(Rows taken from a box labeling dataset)
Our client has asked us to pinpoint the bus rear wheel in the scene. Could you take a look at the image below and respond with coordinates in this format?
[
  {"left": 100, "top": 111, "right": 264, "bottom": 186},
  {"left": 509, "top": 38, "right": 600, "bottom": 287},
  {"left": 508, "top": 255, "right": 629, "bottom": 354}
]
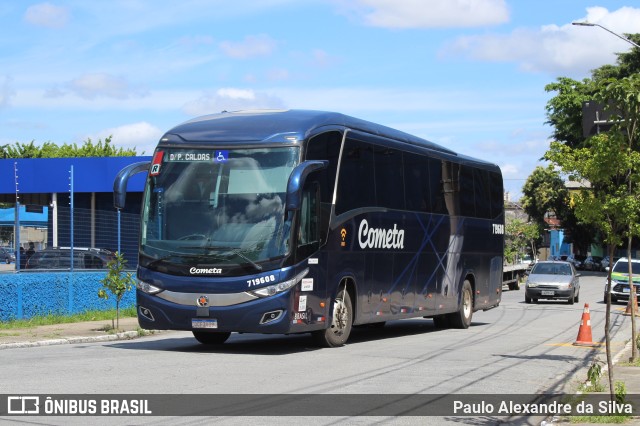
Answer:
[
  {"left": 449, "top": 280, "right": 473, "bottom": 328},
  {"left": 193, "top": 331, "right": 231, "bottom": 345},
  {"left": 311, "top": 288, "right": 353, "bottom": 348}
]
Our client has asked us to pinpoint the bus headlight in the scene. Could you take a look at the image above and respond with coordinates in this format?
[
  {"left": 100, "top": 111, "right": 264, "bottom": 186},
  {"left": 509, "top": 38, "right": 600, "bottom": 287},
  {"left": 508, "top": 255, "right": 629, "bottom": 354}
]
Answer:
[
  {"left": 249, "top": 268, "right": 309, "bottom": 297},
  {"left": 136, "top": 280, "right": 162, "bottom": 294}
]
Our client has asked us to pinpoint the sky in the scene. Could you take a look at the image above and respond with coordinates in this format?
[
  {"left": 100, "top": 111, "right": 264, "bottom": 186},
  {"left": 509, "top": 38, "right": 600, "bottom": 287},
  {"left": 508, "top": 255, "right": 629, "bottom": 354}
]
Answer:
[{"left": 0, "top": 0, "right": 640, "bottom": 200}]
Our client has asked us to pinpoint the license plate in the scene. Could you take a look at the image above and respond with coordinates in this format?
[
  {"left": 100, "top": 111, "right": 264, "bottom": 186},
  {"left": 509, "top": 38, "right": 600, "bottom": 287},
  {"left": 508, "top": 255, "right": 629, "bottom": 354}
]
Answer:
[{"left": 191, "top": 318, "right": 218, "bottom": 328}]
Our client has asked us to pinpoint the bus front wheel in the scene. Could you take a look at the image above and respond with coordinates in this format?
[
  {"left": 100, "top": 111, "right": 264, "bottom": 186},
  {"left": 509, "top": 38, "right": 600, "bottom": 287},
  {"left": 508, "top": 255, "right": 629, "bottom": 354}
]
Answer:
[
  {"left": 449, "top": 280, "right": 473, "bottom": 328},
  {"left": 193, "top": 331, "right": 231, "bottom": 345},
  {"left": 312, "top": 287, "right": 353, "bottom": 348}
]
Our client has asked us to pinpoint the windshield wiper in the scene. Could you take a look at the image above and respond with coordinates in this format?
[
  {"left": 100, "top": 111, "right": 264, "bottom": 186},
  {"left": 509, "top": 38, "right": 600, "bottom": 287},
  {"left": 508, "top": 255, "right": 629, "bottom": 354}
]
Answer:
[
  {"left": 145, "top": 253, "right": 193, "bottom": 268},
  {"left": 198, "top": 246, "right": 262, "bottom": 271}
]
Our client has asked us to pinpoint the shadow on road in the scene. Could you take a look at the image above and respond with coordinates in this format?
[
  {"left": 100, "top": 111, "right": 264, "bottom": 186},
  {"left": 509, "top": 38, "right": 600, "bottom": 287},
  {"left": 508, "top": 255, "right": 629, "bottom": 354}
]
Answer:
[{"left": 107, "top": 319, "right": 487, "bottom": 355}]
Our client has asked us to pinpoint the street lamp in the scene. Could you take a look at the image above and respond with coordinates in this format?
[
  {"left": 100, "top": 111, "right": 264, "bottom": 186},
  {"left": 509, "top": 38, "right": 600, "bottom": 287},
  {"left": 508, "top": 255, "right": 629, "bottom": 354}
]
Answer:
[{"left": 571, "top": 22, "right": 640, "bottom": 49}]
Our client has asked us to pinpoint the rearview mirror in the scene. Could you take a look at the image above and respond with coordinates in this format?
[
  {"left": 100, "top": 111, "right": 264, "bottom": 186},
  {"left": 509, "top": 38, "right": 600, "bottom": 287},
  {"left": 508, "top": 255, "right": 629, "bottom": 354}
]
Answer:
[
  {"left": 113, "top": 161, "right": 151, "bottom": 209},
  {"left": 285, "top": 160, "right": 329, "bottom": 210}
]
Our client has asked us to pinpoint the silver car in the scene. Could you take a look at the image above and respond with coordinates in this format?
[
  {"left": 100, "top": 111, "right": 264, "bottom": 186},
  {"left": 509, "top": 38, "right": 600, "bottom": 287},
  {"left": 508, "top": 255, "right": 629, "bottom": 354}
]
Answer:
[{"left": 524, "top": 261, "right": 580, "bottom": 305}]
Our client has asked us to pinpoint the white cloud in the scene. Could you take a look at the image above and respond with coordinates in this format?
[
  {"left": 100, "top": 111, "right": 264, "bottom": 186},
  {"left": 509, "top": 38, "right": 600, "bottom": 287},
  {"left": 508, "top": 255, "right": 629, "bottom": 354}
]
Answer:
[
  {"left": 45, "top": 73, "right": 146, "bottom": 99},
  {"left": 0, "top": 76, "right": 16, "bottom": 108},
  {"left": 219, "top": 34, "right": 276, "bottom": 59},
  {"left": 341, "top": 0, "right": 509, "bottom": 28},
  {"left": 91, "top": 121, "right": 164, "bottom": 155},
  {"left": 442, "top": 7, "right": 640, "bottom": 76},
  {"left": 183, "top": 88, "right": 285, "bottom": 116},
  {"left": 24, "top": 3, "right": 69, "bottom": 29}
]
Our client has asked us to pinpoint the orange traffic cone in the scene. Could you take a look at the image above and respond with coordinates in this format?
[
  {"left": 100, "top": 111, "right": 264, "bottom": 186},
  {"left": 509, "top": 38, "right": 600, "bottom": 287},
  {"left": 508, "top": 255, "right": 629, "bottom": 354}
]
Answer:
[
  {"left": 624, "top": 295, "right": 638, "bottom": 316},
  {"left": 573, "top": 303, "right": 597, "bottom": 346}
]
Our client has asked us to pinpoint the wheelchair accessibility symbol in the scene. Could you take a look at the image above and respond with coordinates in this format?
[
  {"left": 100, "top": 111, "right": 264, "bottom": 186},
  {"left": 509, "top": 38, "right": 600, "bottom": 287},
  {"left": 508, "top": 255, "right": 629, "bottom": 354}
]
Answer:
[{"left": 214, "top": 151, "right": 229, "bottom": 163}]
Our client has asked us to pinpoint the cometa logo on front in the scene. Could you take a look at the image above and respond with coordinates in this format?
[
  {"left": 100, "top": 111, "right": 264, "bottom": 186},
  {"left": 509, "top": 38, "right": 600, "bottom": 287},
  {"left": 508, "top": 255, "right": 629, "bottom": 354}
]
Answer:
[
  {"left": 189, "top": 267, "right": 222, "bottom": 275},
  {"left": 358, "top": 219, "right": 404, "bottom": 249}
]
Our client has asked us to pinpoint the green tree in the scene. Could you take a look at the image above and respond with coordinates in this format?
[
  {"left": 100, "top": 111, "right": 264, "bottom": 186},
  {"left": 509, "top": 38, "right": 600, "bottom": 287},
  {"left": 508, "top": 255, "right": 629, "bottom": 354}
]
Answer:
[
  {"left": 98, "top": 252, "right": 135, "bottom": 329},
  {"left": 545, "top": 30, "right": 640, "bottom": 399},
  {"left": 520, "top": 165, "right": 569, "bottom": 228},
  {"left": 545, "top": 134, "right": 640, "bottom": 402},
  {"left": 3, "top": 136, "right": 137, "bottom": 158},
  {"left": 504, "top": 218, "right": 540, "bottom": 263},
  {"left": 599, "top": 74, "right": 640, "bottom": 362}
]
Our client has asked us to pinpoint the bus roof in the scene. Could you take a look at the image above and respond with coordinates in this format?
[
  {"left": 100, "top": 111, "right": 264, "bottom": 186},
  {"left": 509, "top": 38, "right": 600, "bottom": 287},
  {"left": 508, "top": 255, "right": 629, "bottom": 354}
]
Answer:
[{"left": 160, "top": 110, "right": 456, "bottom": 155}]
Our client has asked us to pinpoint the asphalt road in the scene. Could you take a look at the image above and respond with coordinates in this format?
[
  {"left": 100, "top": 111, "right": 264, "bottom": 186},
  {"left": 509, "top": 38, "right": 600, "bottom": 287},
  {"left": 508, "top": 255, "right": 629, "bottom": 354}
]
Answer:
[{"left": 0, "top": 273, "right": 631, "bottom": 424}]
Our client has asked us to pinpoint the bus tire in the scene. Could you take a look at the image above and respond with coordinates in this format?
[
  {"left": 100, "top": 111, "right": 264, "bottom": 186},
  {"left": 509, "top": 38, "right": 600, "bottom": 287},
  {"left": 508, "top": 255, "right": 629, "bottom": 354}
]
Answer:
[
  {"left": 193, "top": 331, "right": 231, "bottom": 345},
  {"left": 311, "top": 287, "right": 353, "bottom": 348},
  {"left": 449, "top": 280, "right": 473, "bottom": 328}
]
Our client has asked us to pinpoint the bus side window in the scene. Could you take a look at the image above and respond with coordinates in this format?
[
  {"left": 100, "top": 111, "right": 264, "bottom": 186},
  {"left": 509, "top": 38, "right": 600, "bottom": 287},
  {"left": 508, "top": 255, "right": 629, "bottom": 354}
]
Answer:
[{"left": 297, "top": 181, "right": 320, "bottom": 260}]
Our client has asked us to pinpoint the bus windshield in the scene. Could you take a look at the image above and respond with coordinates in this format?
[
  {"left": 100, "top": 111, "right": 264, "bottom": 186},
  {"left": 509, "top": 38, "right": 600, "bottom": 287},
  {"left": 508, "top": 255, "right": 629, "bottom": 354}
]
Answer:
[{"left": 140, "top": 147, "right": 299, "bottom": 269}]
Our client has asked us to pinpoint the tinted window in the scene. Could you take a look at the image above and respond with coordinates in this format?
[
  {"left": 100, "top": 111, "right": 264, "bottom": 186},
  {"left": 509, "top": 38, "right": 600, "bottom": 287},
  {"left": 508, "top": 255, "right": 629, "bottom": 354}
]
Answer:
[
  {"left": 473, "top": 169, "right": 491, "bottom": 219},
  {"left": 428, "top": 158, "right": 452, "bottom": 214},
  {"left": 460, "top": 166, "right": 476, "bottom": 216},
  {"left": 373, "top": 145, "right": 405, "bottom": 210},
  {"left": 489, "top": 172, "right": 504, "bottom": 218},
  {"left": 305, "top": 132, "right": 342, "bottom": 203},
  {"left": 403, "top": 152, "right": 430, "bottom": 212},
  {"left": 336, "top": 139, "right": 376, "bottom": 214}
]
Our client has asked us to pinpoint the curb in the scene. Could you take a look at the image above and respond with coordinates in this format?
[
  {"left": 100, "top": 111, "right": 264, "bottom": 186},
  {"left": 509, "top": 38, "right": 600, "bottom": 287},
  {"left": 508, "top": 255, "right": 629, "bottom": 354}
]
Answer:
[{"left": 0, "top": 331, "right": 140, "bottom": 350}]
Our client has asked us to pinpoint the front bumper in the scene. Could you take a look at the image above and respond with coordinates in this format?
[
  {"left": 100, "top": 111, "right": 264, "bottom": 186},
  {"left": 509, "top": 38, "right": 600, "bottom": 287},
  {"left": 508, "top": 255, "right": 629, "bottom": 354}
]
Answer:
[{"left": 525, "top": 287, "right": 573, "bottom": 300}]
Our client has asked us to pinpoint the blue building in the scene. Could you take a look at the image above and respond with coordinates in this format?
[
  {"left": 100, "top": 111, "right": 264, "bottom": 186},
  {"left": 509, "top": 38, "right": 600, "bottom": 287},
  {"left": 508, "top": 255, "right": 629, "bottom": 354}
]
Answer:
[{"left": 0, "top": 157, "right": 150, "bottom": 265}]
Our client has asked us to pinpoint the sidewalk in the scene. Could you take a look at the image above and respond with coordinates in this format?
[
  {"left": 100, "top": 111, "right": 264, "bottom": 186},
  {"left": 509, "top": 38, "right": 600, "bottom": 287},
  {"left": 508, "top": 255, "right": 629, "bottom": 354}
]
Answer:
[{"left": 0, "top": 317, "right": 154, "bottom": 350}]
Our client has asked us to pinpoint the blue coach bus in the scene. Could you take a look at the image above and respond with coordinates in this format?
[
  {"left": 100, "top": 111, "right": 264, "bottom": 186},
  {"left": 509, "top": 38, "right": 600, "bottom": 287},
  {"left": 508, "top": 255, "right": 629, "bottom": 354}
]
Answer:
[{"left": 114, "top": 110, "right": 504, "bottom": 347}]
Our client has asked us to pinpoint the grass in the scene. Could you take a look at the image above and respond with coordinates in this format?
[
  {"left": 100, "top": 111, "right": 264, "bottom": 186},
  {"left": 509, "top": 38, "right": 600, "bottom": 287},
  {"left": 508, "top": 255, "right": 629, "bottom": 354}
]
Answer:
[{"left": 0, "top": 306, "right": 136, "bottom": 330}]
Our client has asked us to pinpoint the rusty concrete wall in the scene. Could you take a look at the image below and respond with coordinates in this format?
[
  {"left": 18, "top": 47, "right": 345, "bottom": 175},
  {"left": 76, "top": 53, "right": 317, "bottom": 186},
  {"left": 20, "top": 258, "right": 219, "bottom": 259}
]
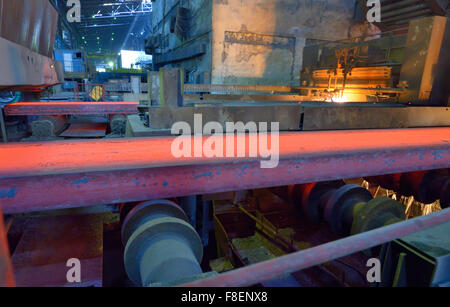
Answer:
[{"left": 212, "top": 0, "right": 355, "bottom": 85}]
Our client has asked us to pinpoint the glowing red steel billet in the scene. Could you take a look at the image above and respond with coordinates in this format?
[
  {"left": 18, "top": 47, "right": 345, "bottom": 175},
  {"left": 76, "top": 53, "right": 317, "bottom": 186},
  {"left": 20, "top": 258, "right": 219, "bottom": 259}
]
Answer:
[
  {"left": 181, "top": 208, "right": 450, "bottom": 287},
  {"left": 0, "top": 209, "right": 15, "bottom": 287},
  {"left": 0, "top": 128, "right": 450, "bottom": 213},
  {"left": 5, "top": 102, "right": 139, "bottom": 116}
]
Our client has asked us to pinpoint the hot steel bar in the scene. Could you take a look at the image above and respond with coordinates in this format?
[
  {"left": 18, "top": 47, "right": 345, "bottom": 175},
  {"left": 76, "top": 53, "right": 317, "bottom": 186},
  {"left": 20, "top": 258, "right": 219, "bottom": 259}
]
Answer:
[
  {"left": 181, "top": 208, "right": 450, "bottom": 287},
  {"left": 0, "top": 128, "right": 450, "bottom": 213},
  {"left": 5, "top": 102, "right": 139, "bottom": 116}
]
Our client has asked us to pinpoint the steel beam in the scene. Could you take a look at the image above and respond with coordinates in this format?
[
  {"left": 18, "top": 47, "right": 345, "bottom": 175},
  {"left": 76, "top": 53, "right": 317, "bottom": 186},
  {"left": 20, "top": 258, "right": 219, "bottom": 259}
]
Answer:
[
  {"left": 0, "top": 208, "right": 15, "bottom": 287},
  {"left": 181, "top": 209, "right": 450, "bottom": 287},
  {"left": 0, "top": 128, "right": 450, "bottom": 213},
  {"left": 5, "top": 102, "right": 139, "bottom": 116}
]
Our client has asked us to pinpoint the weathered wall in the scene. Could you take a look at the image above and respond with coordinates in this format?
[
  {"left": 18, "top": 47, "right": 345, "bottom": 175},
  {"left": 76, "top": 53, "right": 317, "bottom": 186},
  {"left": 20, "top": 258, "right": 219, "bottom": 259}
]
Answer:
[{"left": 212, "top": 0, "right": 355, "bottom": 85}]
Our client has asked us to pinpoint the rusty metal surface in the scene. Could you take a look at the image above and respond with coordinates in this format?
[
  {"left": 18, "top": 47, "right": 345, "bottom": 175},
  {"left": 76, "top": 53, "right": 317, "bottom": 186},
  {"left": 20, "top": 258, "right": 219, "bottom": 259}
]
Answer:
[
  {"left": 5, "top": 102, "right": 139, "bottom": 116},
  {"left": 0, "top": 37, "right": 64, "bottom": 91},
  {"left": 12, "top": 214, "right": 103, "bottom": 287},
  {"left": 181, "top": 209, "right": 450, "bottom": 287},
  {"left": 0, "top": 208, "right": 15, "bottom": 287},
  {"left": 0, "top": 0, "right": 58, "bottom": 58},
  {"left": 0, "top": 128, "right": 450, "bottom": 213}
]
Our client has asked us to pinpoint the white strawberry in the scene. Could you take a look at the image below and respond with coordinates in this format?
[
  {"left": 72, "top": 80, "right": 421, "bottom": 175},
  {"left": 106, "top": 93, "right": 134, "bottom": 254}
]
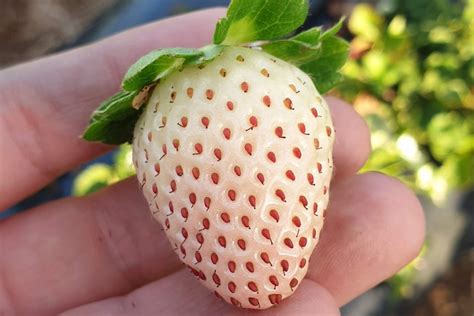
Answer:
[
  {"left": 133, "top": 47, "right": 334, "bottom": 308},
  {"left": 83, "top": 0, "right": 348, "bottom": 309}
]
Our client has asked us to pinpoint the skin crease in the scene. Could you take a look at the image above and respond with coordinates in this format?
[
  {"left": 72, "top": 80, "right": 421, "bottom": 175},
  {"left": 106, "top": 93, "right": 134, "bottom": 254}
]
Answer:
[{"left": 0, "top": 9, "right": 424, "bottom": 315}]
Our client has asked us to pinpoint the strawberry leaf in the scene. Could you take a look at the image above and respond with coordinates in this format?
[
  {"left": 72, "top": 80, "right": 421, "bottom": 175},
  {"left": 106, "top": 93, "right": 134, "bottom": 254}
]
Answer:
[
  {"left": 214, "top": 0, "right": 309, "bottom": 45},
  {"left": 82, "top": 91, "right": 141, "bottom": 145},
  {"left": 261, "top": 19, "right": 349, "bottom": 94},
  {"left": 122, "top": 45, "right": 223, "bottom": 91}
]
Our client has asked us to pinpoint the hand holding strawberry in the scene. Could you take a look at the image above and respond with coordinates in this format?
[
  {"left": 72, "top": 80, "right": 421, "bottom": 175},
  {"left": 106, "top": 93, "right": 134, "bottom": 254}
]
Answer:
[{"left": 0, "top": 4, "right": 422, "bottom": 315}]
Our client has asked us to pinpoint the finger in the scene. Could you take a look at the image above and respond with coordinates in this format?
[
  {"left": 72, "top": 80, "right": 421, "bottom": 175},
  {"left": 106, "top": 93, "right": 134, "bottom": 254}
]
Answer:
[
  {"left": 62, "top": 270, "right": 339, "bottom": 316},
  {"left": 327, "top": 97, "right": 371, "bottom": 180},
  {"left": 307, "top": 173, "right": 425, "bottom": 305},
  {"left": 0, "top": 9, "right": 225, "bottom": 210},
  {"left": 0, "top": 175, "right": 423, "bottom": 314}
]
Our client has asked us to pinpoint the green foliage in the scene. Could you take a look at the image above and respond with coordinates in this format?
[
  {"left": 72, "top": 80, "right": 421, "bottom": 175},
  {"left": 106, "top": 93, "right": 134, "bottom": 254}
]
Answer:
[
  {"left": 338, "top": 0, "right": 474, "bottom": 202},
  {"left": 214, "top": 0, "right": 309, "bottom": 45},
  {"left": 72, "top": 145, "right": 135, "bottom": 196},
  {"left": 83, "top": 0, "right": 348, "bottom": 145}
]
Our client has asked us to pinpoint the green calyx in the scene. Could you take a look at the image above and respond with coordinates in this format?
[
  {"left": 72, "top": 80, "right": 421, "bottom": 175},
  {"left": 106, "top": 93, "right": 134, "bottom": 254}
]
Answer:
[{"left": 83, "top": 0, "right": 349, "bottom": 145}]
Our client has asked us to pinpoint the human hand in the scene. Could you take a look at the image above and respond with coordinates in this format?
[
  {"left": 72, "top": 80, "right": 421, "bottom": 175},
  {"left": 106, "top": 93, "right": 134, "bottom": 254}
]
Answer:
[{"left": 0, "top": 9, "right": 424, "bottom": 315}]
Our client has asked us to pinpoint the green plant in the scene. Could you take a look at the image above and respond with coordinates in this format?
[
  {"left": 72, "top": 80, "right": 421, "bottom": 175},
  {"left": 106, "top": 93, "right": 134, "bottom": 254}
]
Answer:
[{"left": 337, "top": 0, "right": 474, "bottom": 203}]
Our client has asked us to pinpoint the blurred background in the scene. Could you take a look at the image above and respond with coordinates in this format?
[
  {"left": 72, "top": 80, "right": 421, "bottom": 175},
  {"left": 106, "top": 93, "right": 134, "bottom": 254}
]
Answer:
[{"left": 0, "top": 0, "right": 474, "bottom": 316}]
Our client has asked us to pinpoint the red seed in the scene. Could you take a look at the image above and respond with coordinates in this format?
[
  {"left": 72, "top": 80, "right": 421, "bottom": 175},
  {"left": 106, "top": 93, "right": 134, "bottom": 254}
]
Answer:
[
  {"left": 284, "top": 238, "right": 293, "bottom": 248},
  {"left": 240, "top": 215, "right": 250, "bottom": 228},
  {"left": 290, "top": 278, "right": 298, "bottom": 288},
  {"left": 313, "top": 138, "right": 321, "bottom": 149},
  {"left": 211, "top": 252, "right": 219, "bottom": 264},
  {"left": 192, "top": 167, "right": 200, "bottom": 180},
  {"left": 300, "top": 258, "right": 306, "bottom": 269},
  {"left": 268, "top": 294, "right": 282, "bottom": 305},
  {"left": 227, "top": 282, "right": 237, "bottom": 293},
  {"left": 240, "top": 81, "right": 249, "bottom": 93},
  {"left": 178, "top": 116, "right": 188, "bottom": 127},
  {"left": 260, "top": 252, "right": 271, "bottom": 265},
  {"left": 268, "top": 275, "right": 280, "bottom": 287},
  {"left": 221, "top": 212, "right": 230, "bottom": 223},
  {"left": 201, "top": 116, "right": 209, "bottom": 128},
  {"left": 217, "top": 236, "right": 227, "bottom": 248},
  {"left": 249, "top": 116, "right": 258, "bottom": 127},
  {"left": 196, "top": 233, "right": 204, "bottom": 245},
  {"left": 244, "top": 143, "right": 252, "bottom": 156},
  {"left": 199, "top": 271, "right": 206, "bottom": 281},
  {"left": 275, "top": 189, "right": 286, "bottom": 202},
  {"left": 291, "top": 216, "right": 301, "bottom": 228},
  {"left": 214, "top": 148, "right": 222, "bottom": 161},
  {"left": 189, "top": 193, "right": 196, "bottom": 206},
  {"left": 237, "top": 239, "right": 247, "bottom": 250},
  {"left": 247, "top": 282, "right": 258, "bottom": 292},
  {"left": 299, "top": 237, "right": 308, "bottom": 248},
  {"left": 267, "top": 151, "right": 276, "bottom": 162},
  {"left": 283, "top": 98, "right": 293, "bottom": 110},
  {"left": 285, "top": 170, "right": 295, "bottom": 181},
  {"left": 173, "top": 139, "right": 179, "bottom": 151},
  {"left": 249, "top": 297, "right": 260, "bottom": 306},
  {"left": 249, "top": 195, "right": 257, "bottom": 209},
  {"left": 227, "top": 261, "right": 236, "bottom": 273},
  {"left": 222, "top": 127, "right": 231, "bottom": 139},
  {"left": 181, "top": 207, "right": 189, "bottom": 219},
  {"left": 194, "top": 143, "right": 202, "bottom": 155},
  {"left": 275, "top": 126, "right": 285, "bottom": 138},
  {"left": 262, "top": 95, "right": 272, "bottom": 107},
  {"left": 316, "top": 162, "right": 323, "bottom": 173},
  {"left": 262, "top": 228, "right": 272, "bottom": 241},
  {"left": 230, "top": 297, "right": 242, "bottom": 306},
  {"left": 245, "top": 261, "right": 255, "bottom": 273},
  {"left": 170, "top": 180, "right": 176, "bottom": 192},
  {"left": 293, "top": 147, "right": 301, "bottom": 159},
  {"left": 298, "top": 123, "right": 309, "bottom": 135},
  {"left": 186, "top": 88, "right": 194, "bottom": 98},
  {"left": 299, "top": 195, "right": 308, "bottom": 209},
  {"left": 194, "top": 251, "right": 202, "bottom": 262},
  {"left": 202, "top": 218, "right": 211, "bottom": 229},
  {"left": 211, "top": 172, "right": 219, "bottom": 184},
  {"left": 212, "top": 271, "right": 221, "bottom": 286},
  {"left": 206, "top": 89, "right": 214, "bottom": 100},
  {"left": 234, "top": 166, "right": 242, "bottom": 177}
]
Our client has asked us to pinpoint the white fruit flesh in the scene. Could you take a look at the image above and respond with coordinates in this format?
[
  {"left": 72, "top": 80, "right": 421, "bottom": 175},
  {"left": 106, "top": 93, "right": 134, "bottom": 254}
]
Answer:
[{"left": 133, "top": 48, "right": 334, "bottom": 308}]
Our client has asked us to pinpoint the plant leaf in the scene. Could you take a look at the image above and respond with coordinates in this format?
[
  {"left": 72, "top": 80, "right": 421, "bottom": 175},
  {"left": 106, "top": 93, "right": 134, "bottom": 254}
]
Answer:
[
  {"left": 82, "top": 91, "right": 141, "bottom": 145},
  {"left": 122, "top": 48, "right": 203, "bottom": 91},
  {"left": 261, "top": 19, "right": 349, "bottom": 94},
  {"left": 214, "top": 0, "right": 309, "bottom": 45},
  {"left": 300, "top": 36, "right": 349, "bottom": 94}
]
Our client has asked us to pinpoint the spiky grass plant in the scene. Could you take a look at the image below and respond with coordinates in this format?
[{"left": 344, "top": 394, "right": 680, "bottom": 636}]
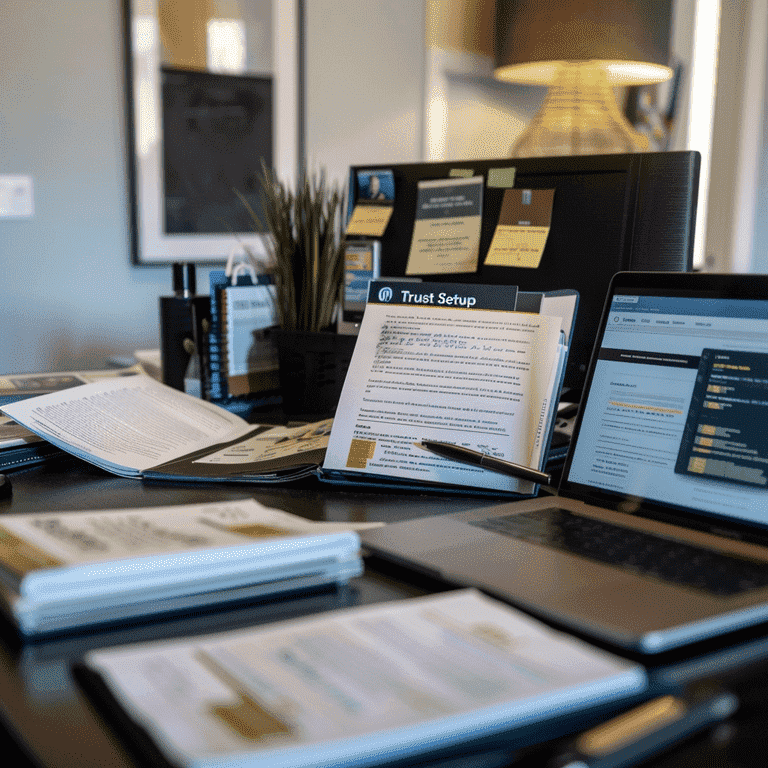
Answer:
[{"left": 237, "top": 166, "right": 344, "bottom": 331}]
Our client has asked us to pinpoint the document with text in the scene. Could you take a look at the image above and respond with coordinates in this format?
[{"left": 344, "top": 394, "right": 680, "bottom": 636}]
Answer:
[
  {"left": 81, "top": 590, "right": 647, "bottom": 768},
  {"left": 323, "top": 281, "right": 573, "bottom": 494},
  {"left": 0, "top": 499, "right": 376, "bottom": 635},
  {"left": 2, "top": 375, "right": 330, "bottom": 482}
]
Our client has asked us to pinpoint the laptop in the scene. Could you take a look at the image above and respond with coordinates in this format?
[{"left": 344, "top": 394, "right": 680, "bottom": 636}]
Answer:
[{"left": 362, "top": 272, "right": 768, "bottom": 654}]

SET EXERCISE:
Identify each line in the items above that contains the word "road" and copy every such line.

CORRECT RESULT:
Our client has asked us to pinpoint the shadow on road in the scene. Could you take a look at the image above and respond with coordinates in this format?
Our client has asked us to pinpoint the asphalt road in the scene. Could you take a look at the image above and respond with coordinates in this format?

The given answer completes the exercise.